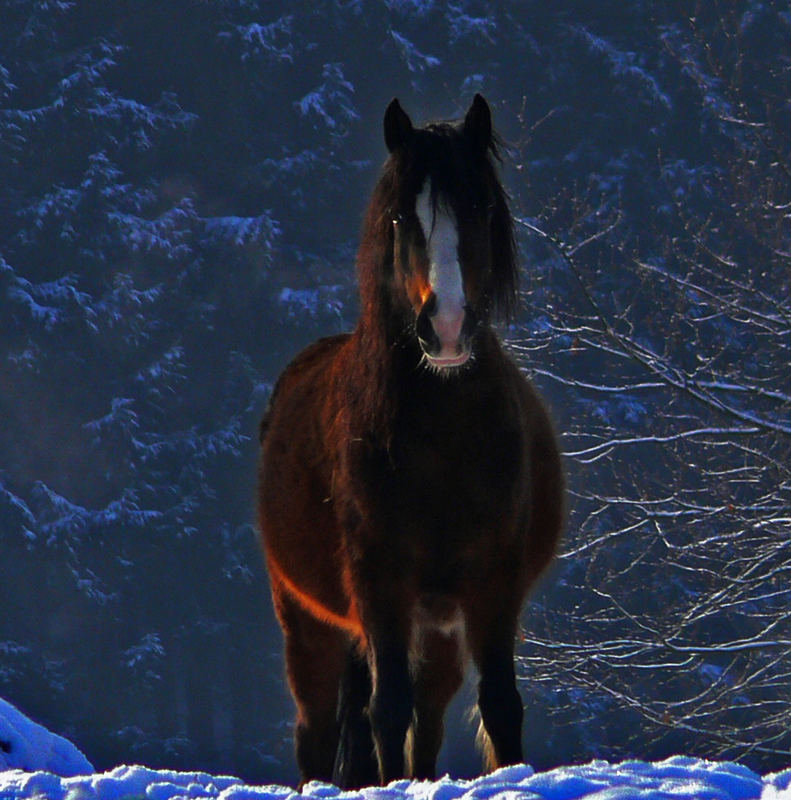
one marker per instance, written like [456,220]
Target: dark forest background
[181,188]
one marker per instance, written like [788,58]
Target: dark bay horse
[410,490]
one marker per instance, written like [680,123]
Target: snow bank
[677,778]
[26,745]
[30,757]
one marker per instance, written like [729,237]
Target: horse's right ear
[398,126]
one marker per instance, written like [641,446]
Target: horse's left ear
[398,126]
[478,124]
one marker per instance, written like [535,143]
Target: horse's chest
[451,479]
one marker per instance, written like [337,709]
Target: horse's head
[450,231]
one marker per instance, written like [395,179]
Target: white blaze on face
[442,242]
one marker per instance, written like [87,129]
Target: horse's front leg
[392,703]
[386,621]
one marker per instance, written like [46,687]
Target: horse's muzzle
[445,334]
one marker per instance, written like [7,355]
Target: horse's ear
[398,126]
[478,124]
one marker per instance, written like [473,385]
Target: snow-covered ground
[37,764]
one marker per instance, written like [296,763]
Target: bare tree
[669,342]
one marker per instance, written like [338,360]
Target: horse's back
[297,523]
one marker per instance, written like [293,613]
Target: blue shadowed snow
[37,764]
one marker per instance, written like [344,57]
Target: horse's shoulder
[311,360]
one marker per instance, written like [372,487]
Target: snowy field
[35,763]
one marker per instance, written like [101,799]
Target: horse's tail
[355,760]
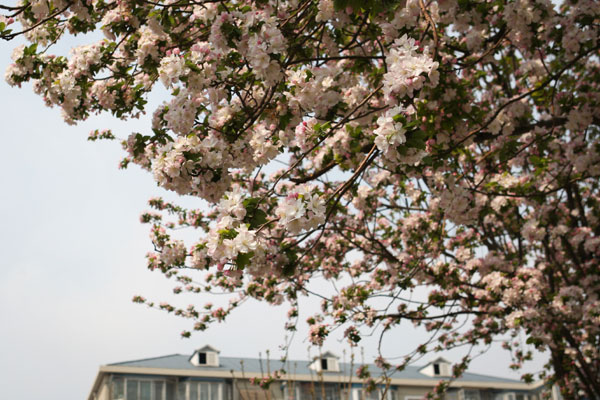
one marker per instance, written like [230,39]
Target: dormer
[440,367]
[206,356]
[327,362]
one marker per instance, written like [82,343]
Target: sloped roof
[293,367]
[208,348]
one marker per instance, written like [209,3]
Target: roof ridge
[492,376]
[147,359]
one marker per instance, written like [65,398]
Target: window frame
[139,380]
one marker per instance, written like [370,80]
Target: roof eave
[96,384]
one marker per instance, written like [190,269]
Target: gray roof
[208,347]
[293,367]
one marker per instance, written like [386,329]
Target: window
[377,394]
[469,394]
[202,391]
[141,389]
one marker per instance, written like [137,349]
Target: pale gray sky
[73,257]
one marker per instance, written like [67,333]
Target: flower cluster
[451,145]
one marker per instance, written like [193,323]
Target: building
[205,375]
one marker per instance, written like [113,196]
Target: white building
[205,375]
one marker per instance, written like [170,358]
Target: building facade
[205,375]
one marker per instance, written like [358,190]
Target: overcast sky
[73,257]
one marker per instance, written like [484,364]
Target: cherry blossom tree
[382,145]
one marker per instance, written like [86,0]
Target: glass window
[158,390]
[118,389]
[193,391]
[471,394]
[132,389]
[203,391]
[181,390]
[145,390]
[214,391]
[171,391]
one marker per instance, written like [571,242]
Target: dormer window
[324,364]
[438,367]
[206,356]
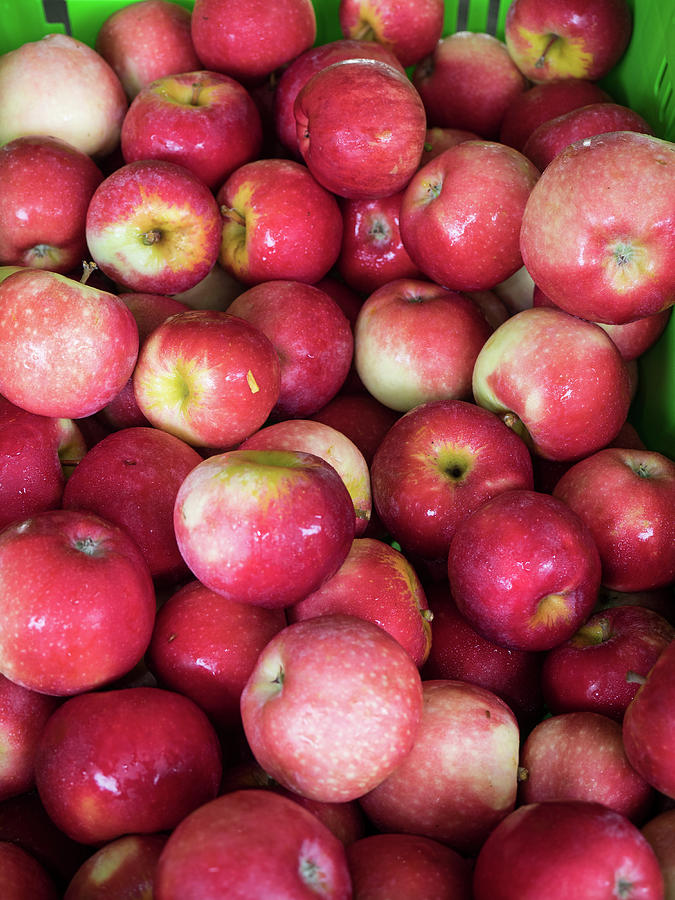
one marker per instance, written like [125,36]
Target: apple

════

Take the material above and output only the lines from the one that contains "one marker per instance, written like [296,763]" through the one that contains "one marker per instance, written like [484,364]", ends included and images left out.

TASK ANSWER:
one marker per instance, written like [296,763]
Target: bare tree
[669,342]
one marker per instance, written like [338,360]
Target: horse's back
[297,523]
one marker per instance, written like [293,613]
Target: blue shadowed snow
[37,764]
one marker per instance, written like [344,57]
Target: horse's shoulder
[311,360]
one marker per instance, written like [372,487]
Target: snowy field
[35,763]
one marker per instance, written like [101,799]
Target: horse's tail
[355,760]
one marker per instance, written like [230,39]
Target: dormer
[440,367]
[206,356]
[327,362]
one marker per instance, written like [82,343]
Target: sloped roof
[293,367]
[208,348]
one marker per instance, written like [209,3]
Target: roof ridge
[492,376]
[147,359]
one marker per instance, written like [65,398]
Target: window frame
[139,380]
one marker per instance, written like [370,80]
Target: roof eave
[96,384]
one marker per instance, written like [190,269]
Target: gray roof
[208,347]
[293,367]
one marker per instance, written like [386,329]
Target: window
[377,394]
[469,394]
[202,391]
[141,389]
one marker per instance, written like [137,349]
Target: pale gray sky
[73,257]
one marker per instance, written like [67,333]
Target: flower cluster
[451,145]
one marker per instance, written like [193,323]
Target: building
[205,375]
one marker per instance, written like [113,196]
Target: white building
[205,375]
one marker per instance, written like [170,358]
Target: building facade
[205,375]
one marker per instance, written like [358,190]
Target: overcast sky
[73,257]
one marker per instance, written like [484,364]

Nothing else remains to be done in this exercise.